▶ **Tasks to complete**
**a.** In the blog post about a progressive European Union, what happened to the Labour MEPs' amendment to exempt the NHS from TTIP?
**b.** Carry on the blog post about a progressive European Union, beginning after its final sentence.

Saturday 5 September 2015

How Can We Achieve a ‘Progressive’ European Union?

What I call the soft left in Britain appears to want to campaign for staying in a different European Union (EU) at the upcoming in/out referendum on the issue. But how can this be achieved realistically rather than being just a hollow mantra?

Caroline Lucas, the only Green Party MP, has taken this line. Writing on her website she states:

'We should be building a progressive case for Britain’s membership of a radically reformed union that works better for all of us. Completely reappraising the values and end goals that lie at the heart of the European Union’.

The EU environmental and employment legislation is worth keeping (and strengthening) as she says, but Cameron may well negotiate that away in the coming months and we would then be left with just a ‘free’ trading market and freedom of movement for citizens. Will lefties still vote to stay?  

I think many on the British left can agree with the sentiments expressed by Lucas, but in practical terms what does she suggest as a way of keeping the good bits and getting the changes to the EU that we would like to see?

Man of the moment Jeremy Corbyn, front runner for the leadership of the Labour Party has expressed a similar view as reported in the New Statesman (quoting an interview in The Guardian). He is quoted as saying:

‘We cannot be content with the state of the EU as it stands. But that does not mean walking away, but staying to fight together for a better Europe’.

But his only tactic to realise this is ‘working with our European allies to set out a reform agenda to benefit ordinary Europeans across the continent’

Haven’t we been trying this for years to no discernible effect?

Nigel Farage, UKIP leader, has got in on the act by suggesting he can work with Corbyn on a campaign to leave the EU which he suspects Corbyn is open to. I have my doubts that Corbyn will share a platform with Farage, although he has shared platforms with dodgy individuals before. It could be Corbyn will campaign for exit, particularly if the TTIP treaty is not significantly amended, but separately from UKIP.

Labour MEPs proposed an amendment in the European Parliament to exempt the NHS from TTIP, but this was defeated on the first vote, by social democrats in Germany and elsewhere. How can we work with ‘allies’ like this?

[Point annotation records]
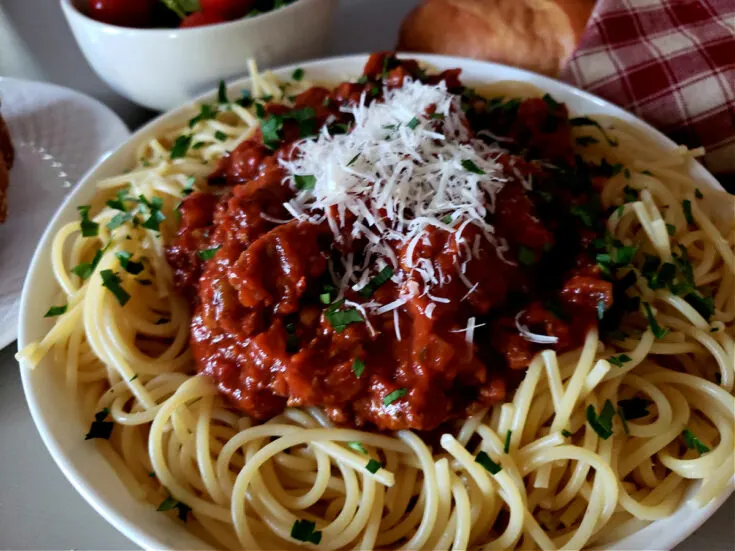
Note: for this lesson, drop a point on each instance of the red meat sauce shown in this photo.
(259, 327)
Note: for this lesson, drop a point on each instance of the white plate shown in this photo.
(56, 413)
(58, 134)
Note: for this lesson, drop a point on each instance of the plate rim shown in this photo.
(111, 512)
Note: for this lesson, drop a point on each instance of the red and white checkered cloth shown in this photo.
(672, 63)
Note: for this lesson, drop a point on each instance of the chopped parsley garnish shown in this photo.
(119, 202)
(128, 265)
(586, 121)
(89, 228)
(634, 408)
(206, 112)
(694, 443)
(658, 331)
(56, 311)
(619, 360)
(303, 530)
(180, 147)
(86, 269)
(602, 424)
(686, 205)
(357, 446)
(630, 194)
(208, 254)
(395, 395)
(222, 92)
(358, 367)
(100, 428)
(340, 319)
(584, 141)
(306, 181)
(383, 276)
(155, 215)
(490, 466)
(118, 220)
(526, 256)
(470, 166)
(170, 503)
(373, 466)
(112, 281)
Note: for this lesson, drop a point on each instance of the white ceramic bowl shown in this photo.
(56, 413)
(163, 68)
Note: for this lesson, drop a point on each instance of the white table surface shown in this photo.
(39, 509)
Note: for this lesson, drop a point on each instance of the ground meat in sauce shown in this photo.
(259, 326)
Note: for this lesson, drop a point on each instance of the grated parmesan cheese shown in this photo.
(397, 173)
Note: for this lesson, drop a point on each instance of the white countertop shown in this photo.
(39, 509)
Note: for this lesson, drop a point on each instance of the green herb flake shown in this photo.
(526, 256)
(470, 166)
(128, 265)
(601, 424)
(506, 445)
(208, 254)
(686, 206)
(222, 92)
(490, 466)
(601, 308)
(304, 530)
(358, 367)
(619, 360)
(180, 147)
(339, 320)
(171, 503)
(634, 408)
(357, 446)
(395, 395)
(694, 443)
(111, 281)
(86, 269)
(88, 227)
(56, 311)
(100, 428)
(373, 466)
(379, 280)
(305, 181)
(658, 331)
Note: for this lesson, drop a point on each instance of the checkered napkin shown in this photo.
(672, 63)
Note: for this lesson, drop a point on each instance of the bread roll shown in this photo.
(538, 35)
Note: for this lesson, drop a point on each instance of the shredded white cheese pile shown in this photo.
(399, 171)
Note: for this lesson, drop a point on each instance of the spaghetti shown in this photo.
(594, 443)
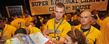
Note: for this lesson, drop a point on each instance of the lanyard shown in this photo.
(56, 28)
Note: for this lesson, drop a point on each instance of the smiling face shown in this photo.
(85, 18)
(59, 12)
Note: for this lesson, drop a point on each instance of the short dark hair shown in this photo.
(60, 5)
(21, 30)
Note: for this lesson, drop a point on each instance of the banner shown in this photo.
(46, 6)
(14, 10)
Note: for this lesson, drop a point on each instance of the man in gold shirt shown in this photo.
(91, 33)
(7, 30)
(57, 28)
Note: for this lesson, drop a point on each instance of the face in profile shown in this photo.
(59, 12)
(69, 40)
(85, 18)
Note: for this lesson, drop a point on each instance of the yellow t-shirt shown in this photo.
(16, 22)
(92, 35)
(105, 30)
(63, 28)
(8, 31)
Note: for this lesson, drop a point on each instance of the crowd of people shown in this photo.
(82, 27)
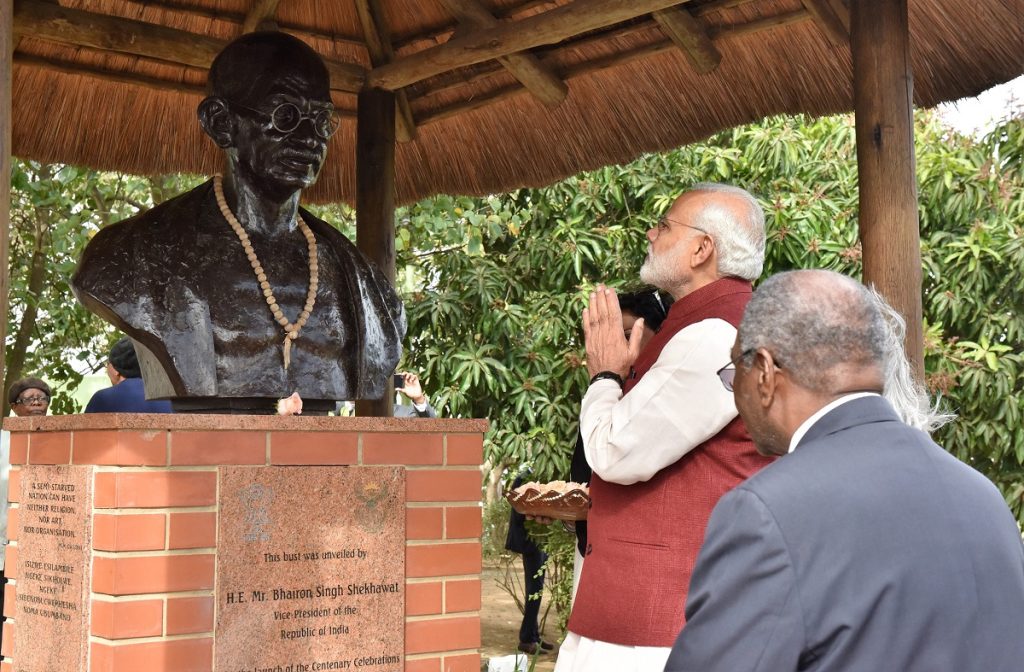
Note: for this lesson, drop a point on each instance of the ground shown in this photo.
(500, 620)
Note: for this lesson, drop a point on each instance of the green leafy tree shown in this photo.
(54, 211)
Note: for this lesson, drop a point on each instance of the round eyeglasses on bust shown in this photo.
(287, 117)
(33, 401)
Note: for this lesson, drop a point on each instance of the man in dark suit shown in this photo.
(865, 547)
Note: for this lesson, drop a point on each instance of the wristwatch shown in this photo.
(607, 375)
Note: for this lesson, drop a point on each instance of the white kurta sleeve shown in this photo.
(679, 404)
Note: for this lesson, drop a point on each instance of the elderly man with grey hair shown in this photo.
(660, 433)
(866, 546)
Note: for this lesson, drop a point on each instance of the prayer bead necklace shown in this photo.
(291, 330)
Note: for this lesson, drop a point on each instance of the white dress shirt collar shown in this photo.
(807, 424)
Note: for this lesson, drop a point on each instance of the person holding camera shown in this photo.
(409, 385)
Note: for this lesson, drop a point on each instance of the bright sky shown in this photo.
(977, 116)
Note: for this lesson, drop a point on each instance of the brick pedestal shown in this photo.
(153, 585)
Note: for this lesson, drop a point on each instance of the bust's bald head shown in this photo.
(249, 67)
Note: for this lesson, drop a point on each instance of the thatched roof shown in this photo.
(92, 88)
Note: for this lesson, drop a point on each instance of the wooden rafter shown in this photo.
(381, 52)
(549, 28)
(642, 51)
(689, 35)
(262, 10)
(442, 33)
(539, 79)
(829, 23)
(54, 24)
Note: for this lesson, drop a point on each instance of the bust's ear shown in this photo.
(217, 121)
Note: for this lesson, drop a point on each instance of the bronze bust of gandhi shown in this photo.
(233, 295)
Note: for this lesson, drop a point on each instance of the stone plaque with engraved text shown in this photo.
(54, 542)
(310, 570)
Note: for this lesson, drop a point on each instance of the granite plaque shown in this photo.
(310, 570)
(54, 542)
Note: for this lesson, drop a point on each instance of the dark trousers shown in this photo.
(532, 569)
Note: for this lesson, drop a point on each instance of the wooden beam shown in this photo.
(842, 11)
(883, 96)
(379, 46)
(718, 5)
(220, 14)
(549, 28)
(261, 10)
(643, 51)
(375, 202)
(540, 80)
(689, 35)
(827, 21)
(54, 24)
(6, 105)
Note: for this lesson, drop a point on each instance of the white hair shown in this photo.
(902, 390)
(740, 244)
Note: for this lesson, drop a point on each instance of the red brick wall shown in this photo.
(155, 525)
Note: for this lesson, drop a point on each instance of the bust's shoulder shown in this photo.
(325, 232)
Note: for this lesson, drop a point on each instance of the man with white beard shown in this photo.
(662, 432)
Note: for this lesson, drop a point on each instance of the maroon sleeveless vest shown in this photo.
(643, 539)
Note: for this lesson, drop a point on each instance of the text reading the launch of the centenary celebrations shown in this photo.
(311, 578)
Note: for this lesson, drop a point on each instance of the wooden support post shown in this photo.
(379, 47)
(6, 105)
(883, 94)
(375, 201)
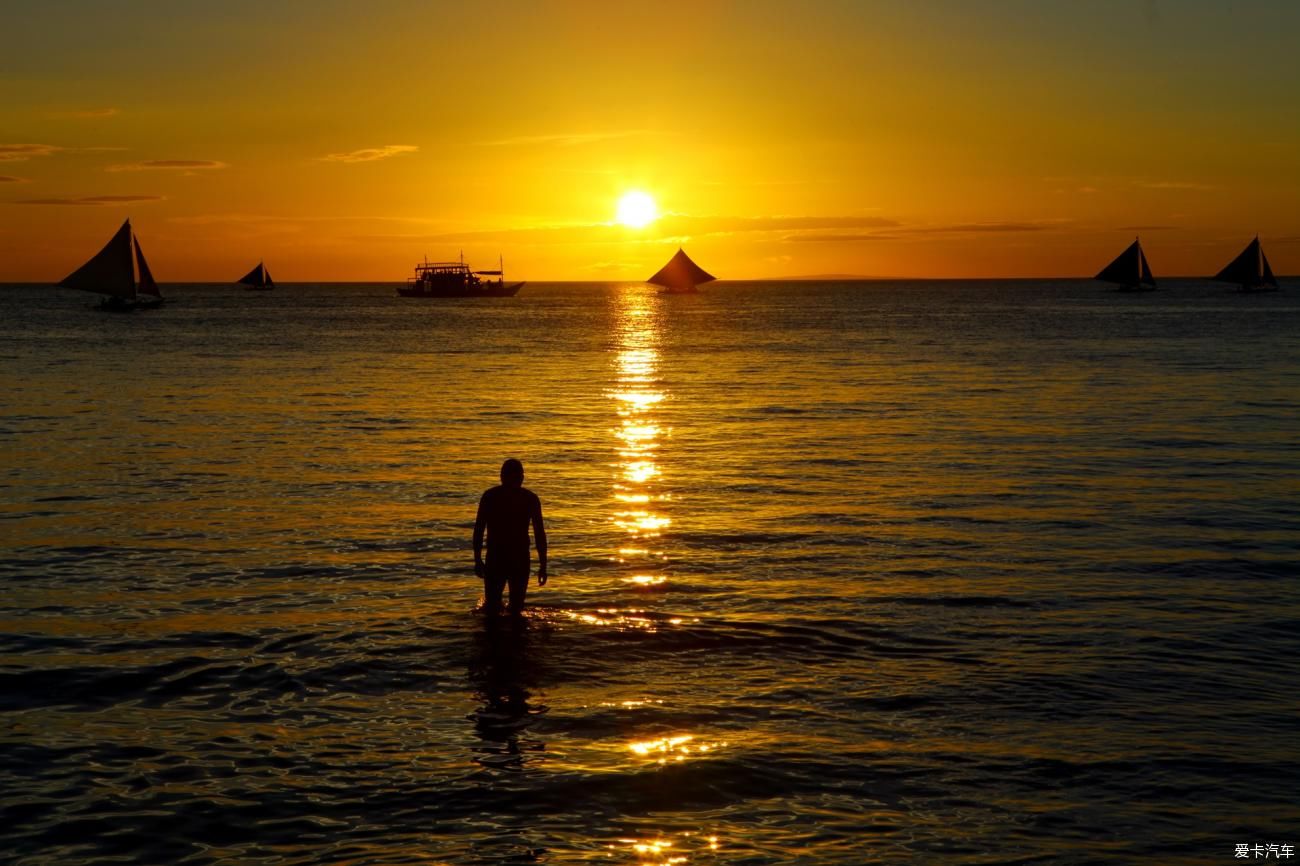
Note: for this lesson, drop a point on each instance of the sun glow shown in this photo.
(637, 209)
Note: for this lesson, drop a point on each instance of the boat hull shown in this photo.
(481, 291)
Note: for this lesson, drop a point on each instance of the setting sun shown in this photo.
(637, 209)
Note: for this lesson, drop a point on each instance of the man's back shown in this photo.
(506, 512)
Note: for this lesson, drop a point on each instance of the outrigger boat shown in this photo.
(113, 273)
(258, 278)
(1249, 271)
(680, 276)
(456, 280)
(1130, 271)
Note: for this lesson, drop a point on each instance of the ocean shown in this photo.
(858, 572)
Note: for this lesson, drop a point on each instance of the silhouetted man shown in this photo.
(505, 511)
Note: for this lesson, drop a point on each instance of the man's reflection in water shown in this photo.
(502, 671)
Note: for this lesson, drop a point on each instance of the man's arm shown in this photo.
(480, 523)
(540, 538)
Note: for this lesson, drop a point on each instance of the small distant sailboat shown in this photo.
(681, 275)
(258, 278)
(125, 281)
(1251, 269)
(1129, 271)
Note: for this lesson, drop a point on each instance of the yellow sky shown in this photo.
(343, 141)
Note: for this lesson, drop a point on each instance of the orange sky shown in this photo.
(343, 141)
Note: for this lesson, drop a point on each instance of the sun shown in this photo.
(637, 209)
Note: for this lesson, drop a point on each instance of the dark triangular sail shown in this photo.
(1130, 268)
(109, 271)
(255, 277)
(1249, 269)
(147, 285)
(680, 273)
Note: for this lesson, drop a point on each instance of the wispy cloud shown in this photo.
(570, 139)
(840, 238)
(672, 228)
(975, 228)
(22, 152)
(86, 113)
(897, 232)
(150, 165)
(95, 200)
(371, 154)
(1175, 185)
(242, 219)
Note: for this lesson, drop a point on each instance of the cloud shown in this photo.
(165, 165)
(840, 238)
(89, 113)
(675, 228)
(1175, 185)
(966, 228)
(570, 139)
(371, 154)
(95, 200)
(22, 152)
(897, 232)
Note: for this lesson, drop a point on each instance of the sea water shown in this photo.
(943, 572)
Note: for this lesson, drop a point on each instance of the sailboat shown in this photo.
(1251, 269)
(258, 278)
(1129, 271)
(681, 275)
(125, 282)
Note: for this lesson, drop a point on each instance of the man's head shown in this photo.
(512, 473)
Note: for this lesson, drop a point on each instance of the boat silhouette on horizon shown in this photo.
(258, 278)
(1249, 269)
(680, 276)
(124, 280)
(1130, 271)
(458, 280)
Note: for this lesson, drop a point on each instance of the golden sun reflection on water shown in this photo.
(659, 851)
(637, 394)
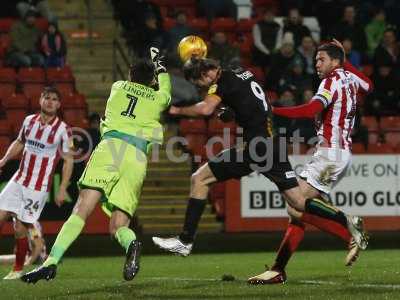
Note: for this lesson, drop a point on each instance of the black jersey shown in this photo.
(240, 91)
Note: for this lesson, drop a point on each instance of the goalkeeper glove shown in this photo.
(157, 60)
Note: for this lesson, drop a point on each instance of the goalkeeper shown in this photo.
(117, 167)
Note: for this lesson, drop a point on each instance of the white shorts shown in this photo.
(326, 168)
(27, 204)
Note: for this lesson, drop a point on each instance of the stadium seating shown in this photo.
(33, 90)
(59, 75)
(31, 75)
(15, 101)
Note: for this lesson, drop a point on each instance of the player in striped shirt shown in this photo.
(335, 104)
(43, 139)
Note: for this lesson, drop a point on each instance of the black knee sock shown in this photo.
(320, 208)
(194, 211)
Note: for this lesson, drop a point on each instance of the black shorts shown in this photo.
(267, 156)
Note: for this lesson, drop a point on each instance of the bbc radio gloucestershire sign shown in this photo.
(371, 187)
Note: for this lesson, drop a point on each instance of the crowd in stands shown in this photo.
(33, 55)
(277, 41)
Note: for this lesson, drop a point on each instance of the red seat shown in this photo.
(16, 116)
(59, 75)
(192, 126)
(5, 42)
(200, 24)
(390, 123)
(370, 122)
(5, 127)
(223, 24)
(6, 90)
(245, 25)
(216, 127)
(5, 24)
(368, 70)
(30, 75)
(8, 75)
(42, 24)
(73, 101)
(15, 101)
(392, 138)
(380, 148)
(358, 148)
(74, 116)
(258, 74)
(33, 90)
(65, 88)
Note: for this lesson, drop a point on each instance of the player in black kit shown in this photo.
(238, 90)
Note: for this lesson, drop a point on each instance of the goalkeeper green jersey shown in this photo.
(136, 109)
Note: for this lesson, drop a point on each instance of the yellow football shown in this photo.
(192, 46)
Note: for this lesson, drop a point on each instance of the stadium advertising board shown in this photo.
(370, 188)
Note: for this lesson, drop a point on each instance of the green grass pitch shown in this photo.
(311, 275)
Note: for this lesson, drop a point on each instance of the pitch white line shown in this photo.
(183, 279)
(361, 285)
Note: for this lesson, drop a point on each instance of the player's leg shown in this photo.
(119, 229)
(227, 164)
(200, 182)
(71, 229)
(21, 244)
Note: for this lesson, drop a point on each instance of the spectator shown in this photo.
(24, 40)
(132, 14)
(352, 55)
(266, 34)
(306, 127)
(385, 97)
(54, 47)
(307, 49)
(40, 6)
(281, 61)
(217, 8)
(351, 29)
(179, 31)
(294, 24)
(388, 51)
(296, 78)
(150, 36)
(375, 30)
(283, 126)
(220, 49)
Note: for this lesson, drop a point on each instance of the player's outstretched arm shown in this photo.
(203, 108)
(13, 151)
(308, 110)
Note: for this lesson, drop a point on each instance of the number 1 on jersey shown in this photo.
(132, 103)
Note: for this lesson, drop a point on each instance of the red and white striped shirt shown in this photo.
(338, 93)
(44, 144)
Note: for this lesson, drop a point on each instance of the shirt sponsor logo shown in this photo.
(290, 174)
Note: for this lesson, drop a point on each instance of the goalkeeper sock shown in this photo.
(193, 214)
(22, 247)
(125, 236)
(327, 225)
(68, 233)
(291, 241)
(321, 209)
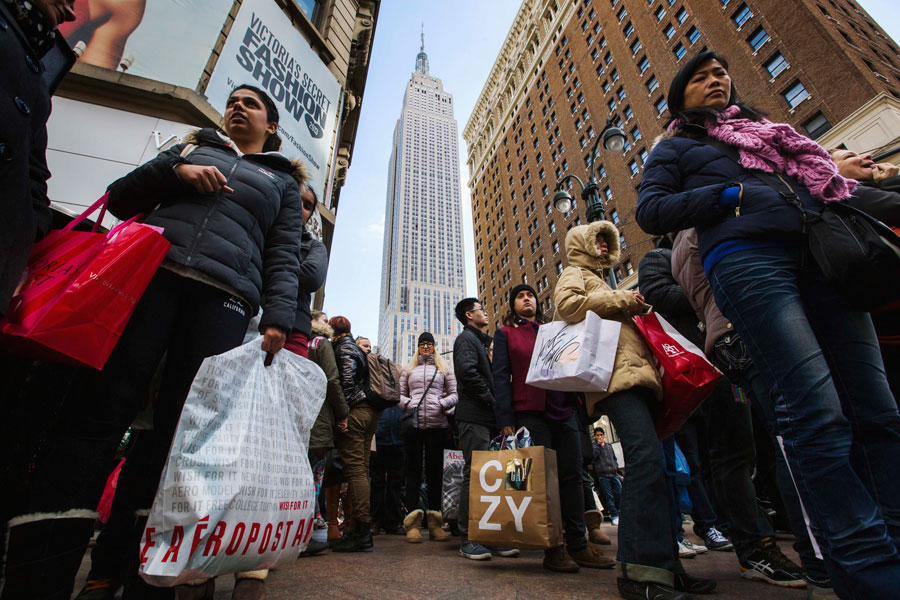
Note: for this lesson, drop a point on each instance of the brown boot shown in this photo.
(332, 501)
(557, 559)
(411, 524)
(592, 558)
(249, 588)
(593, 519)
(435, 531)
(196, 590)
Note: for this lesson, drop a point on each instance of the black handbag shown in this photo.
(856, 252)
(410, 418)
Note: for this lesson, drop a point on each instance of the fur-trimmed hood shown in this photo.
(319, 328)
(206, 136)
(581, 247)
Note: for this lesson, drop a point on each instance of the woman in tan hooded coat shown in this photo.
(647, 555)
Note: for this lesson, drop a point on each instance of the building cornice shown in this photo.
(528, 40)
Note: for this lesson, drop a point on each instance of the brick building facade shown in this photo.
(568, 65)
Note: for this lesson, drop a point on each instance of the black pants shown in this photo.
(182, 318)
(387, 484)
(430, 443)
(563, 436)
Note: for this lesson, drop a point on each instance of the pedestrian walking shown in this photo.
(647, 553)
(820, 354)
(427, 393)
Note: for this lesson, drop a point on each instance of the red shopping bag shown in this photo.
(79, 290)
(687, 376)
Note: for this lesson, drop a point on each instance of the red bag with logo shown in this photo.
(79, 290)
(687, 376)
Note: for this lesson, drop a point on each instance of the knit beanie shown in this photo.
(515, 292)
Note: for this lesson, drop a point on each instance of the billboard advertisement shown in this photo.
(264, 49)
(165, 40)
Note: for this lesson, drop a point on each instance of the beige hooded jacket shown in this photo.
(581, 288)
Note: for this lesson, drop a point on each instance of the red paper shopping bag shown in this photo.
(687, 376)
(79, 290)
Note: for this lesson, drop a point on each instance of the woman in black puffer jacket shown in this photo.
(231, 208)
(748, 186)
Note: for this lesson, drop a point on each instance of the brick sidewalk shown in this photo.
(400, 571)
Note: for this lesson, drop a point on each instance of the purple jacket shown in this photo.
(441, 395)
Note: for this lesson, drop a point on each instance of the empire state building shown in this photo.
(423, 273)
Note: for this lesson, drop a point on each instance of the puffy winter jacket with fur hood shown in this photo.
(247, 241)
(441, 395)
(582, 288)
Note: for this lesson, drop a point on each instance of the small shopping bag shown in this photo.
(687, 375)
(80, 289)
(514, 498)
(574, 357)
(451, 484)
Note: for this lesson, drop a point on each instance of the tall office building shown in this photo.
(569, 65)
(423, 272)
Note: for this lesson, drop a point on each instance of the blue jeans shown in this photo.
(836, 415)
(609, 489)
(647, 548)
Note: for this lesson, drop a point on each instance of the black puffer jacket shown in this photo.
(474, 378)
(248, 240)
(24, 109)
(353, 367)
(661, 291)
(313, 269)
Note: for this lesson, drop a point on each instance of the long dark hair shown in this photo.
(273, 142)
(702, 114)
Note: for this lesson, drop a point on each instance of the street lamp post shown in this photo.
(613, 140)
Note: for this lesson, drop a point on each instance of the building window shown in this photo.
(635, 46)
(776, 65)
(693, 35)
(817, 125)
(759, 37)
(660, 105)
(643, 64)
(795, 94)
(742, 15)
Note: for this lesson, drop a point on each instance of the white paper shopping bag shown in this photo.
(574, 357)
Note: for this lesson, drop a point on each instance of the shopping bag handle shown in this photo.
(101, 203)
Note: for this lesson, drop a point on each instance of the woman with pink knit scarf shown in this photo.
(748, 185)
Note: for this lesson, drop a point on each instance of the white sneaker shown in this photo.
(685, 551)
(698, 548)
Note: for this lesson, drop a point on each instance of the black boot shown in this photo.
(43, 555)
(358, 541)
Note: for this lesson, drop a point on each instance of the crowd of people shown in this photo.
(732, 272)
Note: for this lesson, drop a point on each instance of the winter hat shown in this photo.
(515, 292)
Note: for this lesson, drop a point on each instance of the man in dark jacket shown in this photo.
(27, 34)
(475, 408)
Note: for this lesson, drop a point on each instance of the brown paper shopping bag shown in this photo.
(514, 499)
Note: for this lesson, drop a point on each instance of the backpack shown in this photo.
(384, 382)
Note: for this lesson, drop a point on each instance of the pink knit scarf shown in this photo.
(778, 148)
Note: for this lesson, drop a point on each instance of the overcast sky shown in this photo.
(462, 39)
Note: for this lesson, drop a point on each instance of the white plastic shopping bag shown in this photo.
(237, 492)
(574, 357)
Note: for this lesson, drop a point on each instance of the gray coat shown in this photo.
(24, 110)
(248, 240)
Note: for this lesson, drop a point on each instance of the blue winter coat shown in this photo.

▶ **Answers provided**
**a.** It was defeated on the first vote by social democrats in Germany and elsewhere.

**b.**
As Lucas notes, it is the national governments, especially Germany, France and the UK (to some extent), that set the agenda in the EU, so we need first for like-minded governments to be elected in most of the EU member states to get a positive change. Apart from this being unlikely, how is this any different from independent national governments, outside of the EU straightjacket, being able to cooperate to achieve this in a newly formed and reconstructed semi-union?

We might set a good example. At least we would only have the domestic right to fight off, not the whole EU juggernaut of neo-liberalism.  

The Labour and Green Parties are completely impotent in the 'reform' negotiations, whilst Cameron is setting the agenda from the right. I can’t think of any strategy that would lead to us voting for anything other than worse EU membership terms at the referendum, to be held by the end of 2017 at the latest, the way we are going.

And this really is the rub. Lucas and Corbyn can demand a different Europe until they are blue in the face, but we won’t be voting on that in the referendum.

I’m beginning to think that this is all just wishful thinking, and there is no possibility of getting anything like the sort of EU we want, at this referendum at least.

But how about this for an idea? Might we on the left be better to say to Cameron that unless he comes back with reforms that are better for the people of Britain (and Europe), rather than the multi-national corporations, we will vote to leave?

Cameron wants to remain in the EU, it would at least put some pressure on him from the left if we said something like this, rather than mouthing well-meaning, unachievable platitudes about staying in.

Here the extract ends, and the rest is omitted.